### The data
+ + +

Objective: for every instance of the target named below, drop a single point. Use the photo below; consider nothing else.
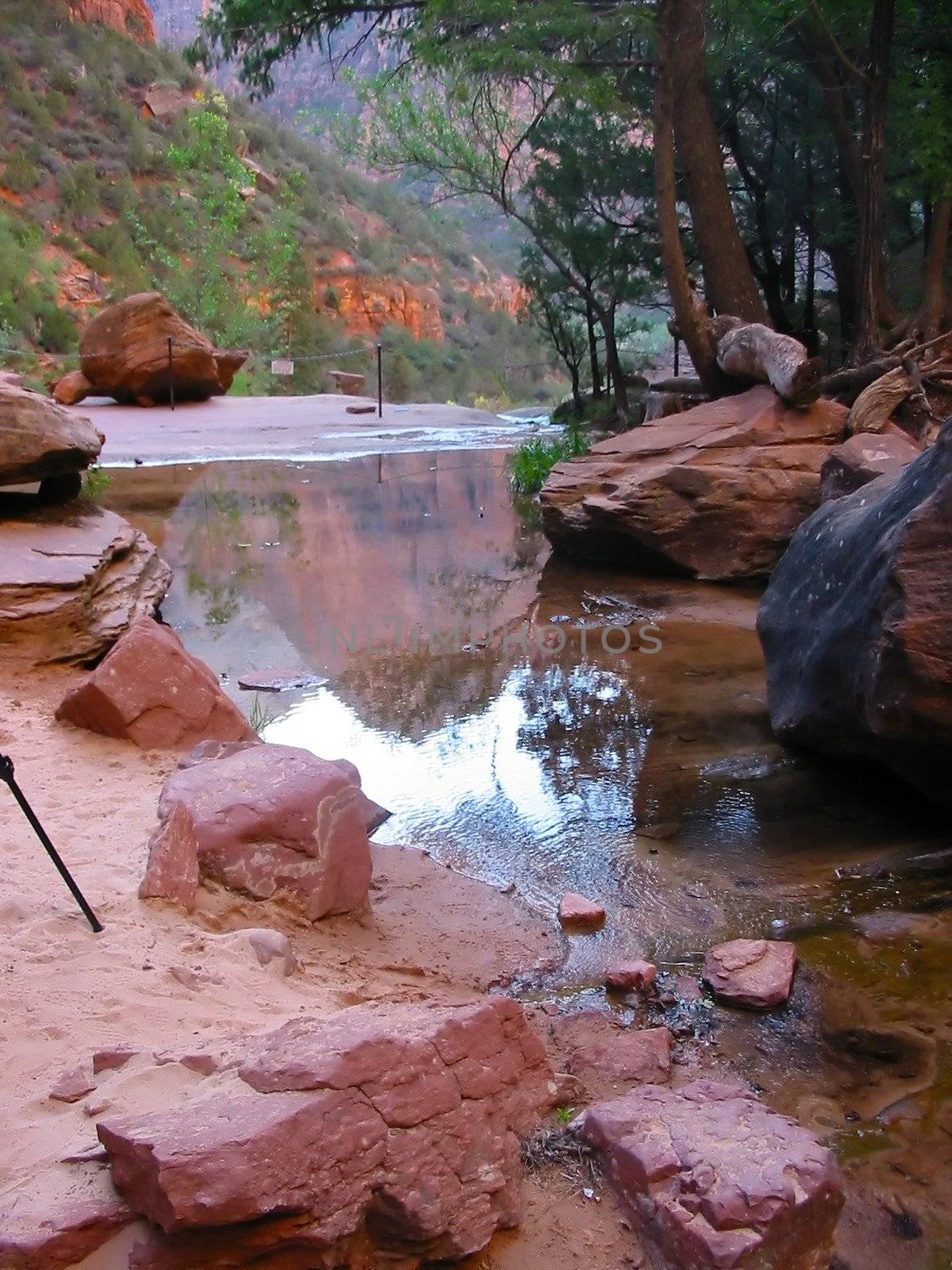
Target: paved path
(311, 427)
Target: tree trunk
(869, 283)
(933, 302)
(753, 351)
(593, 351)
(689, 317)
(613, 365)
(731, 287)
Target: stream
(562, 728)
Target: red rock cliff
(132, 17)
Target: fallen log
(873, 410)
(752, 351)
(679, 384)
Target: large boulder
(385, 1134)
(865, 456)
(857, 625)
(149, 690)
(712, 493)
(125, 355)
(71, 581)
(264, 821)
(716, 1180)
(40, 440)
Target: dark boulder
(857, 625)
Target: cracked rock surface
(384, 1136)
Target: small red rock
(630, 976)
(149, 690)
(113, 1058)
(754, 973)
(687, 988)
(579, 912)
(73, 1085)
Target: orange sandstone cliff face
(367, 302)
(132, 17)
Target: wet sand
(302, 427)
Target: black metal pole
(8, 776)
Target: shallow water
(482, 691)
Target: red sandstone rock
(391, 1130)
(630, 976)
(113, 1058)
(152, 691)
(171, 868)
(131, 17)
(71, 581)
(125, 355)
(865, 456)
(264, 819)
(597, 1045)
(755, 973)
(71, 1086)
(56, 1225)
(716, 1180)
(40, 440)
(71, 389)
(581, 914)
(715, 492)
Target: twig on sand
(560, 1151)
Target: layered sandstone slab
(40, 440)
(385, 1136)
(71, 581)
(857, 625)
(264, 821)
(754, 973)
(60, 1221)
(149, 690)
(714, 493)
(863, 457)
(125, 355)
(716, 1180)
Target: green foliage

+ + +

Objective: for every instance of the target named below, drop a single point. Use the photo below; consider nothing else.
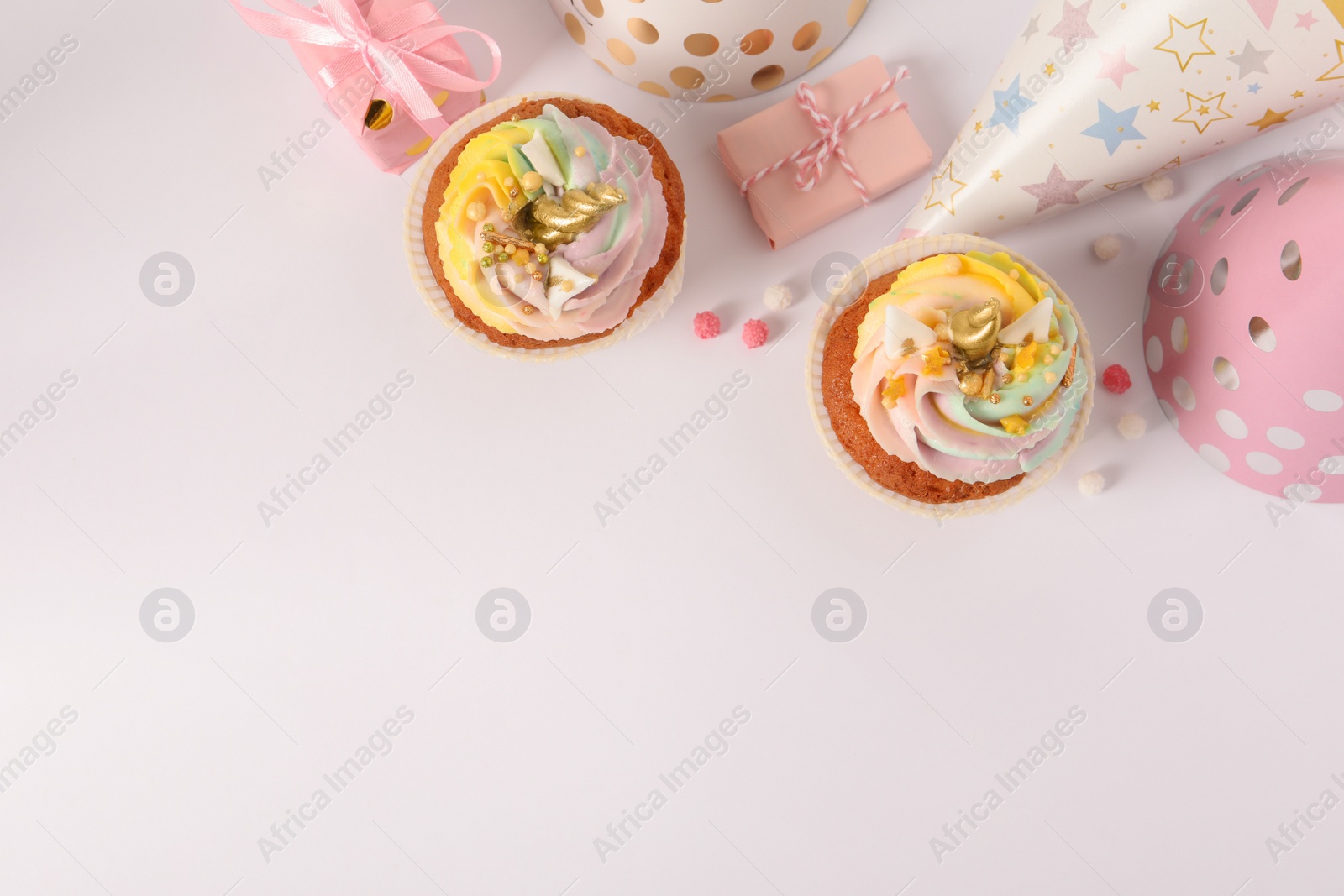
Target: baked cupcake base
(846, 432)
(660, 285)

+ + +

### Exercise
Your task is to transcribe, with no changes, only the lines of the listing above that lie between the line holding "Target: red sandstone rock" and the line holding "Target: green foliage", inclusive.

### Completed task
Target: red sandstone rock
(391, 1130)
(630, 976)
(113, 1058)
(152, 691)
(171, 868)
(131, 17)
(71, 581)
(125, 355)
(865, 456)
(264, 819)
(597, 1045)
(755, 973)
(71, 1086)
(56, 1225)
(716, 1180)
(40, 440)
(71, 389)
(581, 914)
(715, 492)
Target: twig on sand
(560, 1151)
Target: layered sandstone slab
(40, 440)
(385, 1136)
(71, 581)
(857, 625)
(264, 821)
(754, 973)
(60, 1221)
(149, 690)
(714, 493)
(863, 457)
(125, 355)
(716, 1180)
Target: green foliage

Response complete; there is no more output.